By 2050, the European Union aims to reduce greenhouse gases by more than 80%. The EU member states have therefore declared to strongly increase the share of renewable energy sources (RES-E) in the next decades. Given a large deployment of wind and solar capacities, there are two major impacts on electricity systems: First, the electricity system must be flexible enough to cope with the volatile RES-E generation, i.e., ramp up supply or ramp down demand on short notice. Second, sufficient back-up capacities are needed during times with low feed-in from wind and solar capacities. This paper analyzes whether there is a need for additional incentive mechanisms for flexibility in electricity markets with a high share of renewables. For this purpose, we simulate the development of the European electricity markets up to the year 2050 using a linear investment and dispatch optimization model. Flexibility requirements are implemented in the model via ramping constraints and provision of balancing power. We found that an increase in fluctuating renewables has a tremendous impact on the volatility of the residual load and consequently on the flexibility requirements. However, any market design that incentivizes investments in least (total system) cost generation investment does not need additional incentives for flexibility. The main trigger for investing in flexible resources is the achievable full load hours and the need for backup capacity. In a competitive market, the cost-efficient technologies that are most likely to be installed, i.e., gas-fired power plants or flexible CCS plants, provide flexibility as a by-product. Under the condition of system adequacy, flexibility never poses a challenge in a cost-minimal capacity mix. Therefore, any market design incentivizing investments in efficient generation thus provides flexibility as an inevi complement.

* Stated exercise 1
In the passage on European electricity markets, by how much does the EU aim to cut greenhouse gases by 2050?

Segmentation labeling items
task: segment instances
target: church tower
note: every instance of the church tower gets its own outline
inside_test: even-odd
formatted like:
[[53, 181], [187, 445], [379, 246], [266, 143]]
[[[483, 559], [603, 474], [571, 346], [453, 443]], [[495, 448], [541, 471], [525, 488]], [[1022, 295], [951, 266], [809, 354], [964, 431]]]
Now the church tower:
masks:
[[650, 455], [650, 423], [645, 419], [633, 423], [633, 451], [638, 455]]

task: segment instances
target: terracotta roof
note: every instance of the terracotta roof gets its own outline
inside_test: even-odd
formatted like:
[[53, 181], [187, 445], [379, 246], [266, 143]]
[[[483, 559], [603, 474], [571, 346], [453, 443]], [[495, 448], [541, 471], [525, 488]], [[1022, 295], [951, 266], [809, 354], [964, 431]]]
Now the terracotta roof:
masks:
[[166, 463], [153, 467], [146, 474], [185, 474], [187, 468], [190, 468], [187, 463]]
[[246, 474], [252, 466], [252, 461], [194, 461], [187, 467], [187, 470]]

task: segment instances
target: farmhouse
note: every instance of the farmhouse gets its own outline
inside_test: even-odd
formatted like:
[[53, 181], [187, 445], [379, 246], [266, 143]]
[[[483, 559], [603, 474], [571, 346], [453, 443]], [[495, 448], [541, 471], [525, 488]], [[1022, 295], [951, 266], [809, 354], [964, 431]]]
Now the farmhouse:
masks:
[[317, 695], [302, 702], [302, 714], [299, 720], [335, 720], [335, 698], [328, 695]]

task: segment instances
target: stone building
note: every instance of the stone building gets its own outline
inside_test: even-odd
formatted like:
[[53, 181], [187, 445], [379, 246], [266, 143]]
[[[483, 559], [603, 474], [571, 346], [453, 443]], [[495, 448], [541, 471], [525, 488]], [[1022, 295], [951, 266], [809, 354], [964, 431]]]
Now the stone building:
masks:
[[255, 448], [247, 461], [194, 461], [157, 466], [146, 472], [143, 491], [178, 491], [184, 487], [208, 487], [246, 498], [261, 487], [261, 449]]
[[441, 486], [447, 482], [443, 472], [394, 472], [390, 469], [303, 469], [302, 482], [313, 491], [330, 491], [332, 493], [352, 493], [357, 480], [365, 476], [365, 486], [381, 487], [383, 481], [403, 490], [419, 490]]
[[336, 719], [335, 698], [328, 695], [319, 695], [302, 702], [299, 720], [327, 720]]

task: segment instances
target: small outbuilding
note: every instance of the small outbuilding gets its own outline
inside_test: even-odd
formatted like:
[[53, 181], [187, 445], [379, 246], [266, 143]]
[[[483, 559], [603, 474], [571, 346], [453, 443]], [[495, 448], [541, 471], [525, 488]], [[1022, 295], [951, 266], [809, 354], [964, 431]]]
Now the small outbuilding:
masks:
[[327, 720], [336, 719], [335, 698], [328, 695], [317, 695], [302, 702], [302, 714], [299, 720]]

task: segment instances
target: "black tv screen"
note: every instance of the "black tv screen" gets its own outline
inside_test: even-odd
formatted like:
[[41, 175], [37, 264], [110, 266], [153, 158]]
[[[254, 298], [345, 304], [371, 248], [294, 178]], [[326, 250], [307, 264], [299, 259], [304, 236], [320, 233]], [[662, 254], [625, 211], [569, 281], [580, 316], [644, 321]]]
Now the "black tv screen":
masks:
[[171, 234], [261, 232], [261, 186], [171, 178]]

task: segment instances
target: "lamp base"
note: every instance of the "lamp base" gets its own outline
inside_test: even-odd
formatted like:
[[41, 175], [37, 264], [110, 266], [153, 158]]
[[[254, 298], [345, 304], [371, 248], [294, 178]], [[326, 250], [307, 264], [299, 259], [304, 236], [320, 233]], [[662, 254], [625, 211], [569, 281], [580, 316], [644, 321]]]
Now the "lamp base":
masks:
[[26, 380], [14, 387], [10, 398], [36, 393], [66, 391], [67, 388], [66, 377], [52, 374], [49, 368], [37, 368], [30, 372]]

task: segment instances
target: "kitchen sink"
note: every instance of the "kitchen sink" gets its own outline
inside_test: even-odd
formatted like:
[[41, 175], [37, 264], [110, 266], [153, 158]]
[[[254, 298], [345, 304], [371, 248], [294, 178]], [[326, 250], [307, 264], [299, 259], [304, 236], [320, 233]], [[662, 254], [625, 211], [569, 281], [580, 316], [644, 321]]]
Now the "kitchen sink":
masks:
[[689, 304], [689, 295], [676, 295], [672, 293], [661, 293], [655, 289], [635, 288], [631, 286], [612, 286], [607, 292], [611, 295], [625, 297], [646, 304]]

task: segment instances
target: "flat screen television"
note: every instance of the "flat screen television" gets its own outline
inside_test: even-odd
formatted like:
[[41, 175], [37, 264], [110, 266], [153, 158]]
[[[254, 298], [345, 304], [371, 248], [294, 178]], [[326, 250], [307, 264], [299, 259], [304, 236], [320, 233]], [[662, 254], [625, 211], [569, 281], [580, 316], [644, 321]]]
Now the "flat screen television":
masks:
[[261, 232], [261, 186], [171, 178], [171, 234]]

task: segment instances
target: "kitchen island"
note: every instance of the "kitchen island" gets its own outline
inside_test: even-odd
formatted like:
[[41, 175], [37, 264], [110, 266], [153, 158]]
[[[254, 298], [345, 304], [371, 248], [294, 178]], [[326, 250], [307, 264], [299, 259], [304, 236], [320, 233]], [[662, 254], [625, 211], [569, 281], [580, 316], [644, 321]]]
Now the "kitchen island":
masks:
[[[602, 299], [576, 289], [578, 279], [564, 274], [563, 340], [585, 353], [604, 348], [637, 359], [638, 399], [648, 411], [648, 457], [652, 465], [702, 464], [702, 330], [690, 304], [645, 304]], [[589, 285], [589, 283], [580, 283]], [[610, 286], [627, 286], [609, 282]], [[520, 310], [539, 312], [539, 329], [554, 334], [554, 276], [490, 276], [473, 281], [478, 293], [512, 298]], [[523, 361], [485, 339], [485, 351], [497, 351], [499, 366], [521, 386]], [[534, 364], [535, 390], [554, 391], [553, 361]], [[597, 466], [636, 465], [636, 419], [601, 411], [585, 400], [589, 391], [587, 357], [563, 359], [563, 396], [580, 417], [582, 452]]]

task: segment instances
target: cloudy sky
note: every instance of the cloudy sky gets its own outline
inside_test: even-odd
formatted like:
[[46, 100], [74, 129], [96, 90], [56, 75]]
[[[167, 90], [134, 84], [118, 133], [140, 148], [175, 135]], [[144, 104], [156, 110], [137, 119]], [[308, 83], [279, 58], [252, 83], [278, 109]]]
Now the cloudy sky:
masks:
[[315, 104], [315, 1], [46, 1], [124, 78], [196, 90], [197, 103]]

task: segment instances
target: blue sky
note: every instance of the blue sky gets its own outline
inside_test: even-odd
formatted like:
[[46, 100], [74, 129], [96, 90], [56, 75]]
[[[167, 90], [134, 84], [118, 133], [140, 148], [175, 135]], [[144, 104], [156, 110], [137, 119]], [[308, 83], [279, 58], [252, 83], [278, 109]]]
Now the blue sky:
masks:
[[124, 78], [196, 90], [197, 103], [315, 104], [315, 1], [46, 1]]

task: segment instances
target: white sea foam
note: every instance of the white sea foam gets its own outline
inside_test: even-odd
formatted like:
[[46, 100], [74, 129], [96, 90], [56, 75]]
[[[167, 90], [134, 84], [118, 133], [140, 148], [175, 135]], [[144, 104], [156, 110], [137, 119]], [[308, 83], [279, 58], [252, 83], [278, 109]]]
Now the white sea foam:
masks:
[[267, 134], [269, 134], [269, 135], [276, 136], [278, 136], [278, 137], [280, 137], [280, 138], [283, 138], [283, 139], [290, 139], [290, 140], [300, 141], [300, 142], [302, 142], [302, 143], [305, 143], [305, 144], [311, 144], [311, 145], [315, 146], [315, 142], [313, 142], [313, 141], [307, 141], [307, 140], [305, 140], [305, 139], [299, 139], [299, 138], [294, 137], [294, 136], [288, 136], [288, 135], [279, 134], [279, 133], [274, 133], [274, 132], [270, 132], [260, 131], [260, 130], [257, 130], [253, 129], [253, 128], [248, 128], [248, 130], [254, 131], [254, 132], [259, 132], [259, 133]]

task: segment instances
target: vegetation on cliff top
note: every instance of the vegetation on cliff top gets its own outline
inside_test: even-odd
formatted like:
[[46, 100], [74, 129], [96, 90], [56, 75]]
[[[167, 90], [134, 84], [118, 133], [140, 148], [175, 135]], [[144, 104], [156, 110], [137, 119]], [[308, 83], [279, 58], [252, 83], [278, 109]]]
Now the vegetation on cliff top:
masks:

* Stated exercise 2
In the rows, from the first line down to the line with "467], [187, 470]]", switch "even-odd" to "nonzero" and change nothing else. Return only those lines.

* Final result 1
By more than 80%.

* Final result 2
task: segment instances
target: church tower
note: every instance of the church tower gets its own outline
inside_test: nonzero
formatted like:
[[53, 181], [187, 445], [379, 246], [266, 143]]
[[[483, 559], [603, 474], [571, 346], [453, 443]], [[495, 448], [541, 471], [525, 488]], [[1022, 295], [951, 266], [809, 354], [964, 431]]]
Now the church tower:
masks:
[[650, 455], [650, 423], [645, 419], [633, 423], [633, 451], [638, 455]]

task: segment instances
target: terracotta roof
note: every instance of the terracotta roof gets its own outline
inside_test: nonzero
formatted like:
[[53, 181], [187, 445], [379, 246], [266, 143]]
[[[483, 559], [603, 474], [571, 346], [453, 443]], [[495, 448], [541, 471], [525, 488]], [[1022, 295], [951, 266], [809, 354], [964, 431]]]
Now the terracotta roof:
masks:
[[166, 463], [153, 467], [146, 474], [185, 474], [187, 468], [190, 468], [187, 463]]
[[246, 474], [252, 466], [252, 461], [194, 461], [187, 467], [187, 470]]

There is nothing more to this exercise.